### GIVEN ENTRIES
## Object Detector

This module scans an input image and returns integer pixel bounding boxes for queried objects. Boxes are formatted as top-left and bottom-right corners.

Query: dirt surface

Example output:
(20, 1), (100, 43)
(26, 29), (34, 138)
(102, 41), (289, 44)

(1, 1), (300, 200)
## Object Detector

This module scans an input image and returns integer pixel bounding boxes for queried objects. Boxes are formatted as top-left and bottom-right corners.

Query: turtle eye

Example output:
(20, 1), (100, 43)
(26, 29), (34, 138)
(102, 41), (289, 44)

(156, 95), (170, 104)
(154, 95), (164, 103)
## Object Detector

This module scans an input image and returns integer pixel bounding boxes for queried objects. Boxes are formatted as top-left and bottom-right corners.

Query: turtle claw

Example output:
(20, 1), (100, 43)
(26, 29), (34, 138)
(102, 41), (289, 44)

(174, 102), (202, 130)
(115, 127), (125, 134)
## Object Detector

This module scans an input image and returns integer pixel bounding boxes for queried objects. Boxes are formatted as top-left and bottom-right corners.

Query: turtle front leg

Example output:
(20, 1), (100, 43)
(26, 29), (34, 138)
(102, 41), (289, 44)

### EXERCISE
Output all of the records above unchanged.

### RESPONSE FOR THIS EXERCISE
## Object Detector

This module scans an input image and returns integer pixel bounding boxes for queried objects. Boxes are formatted as top-left and bottom-right corners.

Query: dirt surface

Example output:
(20, 1), (100, 43)
(26, 29), (34, 138)
(102, 41), (289, 44)

(1, 1), (300, 200)
## Object Detector

This module scans an input image and returns integer pixel bounding boxes for queried objects. Boxes are formatted as top-left and bottom-right corners.

Query: turtle eye

Example output:
(20, 1), (100, 43)
(26, 29), (34, 138)
(102, 41), (289, 44)

(156, 95), (170, 104)
(154, 95), (164, 103)
## Object Detector

This module scans an input image and returns integer pixel bounding boxes for queried objects. Boxes are formatted as top-left and bottom-right corners.

Query: turtle claw

Example output:
(20, 1), (100, 43)
(26, 29), (34, 138)
(102, 41), (289, 44)

(174, 102), (202, 130)
(115, 127), (125, 134)
## Object Detector

This module scans an input image and returns integer pixel bounding boxes for queried objects. Boxes are formatted as top-left and bottom-right corners.

Query: turtle front leg

Example output:
(20, 1), (100, 43)
(26, 29), (34, 138)
(102, 41), (289, 44)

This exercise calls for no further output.